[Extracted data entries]

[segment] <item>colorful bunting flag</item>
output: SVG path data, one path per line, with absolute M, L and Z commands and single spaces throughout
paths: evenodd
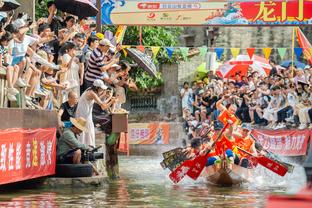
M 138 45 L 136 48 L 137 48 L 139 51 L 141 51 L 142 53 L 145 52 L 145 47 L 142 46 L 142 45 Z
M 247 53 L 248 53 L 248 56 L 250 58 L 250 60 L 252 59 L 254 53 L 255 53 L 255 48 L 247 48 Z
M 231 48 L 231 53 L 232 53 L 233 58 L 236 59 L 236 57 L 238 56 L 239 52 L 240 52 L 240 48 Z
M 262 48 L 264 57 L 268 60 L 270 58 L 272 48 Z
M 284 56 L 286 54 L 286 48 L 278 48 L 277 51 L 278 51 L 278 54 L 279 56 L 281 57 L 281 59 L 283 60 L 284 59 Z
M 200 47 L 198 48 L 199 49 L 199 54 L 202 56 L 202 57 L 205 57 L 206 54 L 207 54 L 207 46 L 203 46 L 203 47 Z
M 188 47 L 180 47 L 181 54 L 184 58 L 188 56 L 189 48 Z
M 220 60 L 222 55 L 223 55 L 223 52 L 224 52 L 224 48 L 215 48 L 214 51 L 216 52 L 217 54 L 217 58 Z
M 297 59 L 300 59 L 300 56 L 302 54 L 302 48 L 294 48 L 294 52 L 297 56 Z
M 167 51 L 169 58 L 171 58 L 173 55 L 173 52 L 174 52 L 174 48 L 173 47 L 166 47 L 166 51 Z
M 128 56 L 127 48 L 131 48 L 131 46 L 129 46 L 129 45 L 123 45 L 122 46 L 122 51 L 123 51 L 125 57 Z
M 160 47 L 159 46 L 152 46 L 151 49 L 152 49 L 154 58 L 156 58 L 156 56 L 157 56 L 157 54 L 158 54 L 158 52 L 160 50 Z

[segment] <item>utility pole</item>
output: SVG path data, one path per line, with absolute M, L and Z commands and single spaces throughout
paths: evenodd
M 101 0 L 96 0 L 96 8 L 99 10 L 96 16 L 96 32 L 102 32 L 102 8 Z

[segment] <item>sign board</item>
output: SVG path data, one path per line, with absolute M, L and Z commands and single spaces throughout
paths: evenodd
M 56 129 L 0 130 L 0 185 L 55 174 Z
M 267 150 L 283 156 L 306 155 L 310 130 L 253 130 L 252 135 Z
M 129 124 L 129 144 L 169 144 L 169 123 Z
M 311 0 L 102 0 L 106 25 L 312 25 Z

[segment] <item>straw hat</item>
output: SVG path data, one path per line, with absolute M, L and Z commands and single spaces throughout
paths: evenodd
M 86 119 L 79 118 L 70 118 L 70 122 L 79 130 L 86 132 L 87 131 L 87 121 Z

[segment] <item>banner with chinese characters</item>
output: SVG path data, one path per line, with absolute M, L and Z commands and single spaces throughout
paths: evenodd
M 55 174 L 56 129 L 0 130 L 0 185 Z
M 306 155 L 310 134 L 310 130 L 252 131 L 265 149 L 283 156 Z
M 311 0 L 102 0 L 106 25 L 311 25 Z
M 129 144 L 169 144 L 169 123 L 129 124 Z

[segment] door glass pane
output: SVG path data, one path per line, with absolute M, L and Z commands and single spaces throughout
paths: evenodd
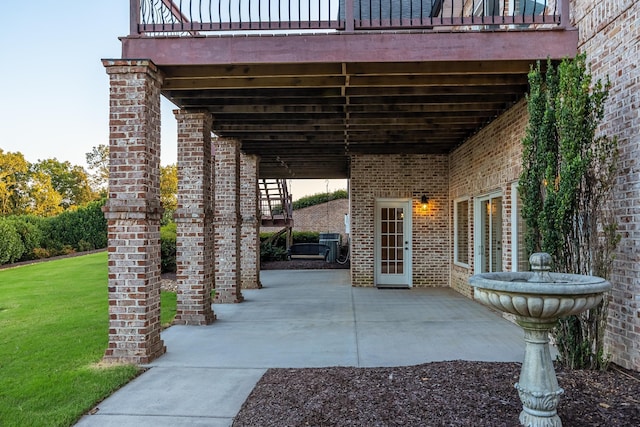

What is needed: Word for word, repeat the lines of data above, omitting every picture.

Task answer:
[segment] <item>colorful bunting flag</item>
output: SVG path data, one path per line, with absolute M, L and Z commands and single spaces throughout
paths: evenodd
M 138 45 L 136 48 L 137 48 L 139 51 L 141 51 L 142 53 L 145 52 L 145 47 L 142 46 L 142 45 Z
M 247 53 L 248 53 L 248 56 L 250 58 L 250 60 L 252 59 L 254 53 L 255 53 L 255 48 L 247 48 Z
M 231 48 L 231 53 L 232 53 L 233 58 L 236 59 L 236 57 L 238 56 L 239 52 L 240 52 L 240 48 Z
M 262 48 L 264 57 L 268 60 L 270 58 L 272 48 Z
M 284 56 L 286 54 L 286 48 L 278 48 L 277 51 L 278 51 L 278 54 L 279 56 L 281 57 L 281 59 L 283 60 L 284 59 Z
M 200 47 L 198 48 L 199 49 L 199 54 L 202 56 L 202 57 L 205 57 L 206 54 L 207 54 L 207 46 L 203 46 L 203 47 Z
M 188 47 L 180 47 L 181 54 L 184 58 L 188 56 L 189 48 Z
M 220 60 L 222 55 L 223 55 L 223 52 L 224 52 L 224 48 L 215 48 L 214 51 L 216 52 L 217 54 L 217 58 Z
M 297 59 L 300 59 L 300 56 L 302 54 L 302 48 L 294 48 L 294 52 L 297 56 Z
M 167 51 L 169 58 L 171 58 L 173 55 L 173 52 L 174 52 L 174 48 L 173 47 L 166 47 L 166 51 Z
M 128 56 L 127 48 L 131 48 L 131 46 L 129 46 L 129 45 L 123 45 L 122 46 L 122 51 L 123 51 L 125 57 Z
M 160 47 L 159 46 L 152 46 L 151 49 L 152 49 L 154 58 L 156 58 L 156 56 L 157 56 L 157 54 L 158 54 L 158 52 L 160 50 Z

[segment] <item>utility pole</item>
output: SVG path data, one path per line, with absolute M, L and Z commands and single spaces throughout
paths: evenodd
M 101 0 L 96 0 L 96 8 L 99 10 L 96 16 L 96 32 L 102 32 L 102 8 Z

[segment] <item>sign board</item>
output: SVG path data, one path per line, with absolute M, L and Z commands and single spaces throughout
paths: evenodd
M 56 129 L 0 130 L 0 185 L 55 174 Z
M 267 150 L 283 156 L 306 155 L 310 130 L 253 130 L 252 135 Z
M 129 124 L 129 144 L 169 144 L 169 123 Z
M 311 0 L 102 0 L 106 25 L 312 25 Z

[segment] <item>straw hat</item>
output: SVG path data, one path per line, with absolute M, L and Z commands and single spaces throughout
paths: evenodd
M 86 119 L 79 118 L 70 118 L 70 122 L 79 130 L 86 132 L 87 131 L 87 121 Z

[segment] <item>banner with chinese characters</item>
output: SVG path data, one path per line, with absolute M, L and Z commands and single spaces throughout
paths: evenodd
M 55 174 L 56 129 L 0 130 L 0 185 Z
M 306 155 L 310 134 L 310 130 L 252 131 L 265 149 L 283 156 Z
M 311 0 L 102 0 L 106 25 L 311 25 Z
M 129 144 L 169 144 L 169 123 L 129 124 Z

[segment] door glass pane
output: SVG path data, one path per line, with absolute M, L and Z commands and single spaces throughout
paths: evenodd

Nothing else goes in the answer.